GIVEN INSTRUCTION: Find each line in the entries below that contains the word "water", where capitalization must match, and copy those lines.

SUPPLIED DATA:
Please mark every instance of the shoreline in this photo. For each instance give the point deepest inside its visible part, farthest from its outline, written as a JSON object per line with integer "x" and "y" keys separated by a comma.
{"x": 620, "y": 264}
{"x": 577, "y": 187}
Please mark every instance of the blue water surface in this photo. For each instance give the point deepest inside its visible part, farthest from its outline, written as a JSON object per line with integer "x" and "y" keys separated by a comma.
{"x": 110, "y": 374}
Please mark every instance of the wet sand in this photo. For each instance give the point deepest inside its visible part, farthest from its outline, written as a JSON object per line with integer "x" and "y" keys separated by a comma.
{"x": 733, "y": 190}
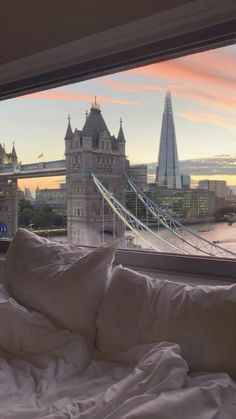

TASK RESPONSE:
Please mark every instance of the blue water surface in this photo. For each instance give the point deepest inside its visible part, farthest from its outline, written as a JSON object per line with integer "x" and "y" keys separated by a comma.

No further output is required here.